Directions for this task: Copying each record below exactly is the whole task.

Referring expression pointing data
»»

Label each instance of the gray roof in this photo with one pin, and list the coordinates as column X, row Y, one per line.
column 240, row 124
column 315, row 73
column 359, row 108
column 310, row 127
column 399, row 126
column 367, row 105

««

Task response:
Label each instance of the gray roof in this photo with one pin, and list the coordinates as column X, row Y, one per line.
column 240, row 124
column 315, row 73
column 359, row 108
column 310, row 127
column 399, row 126
column 367, row 105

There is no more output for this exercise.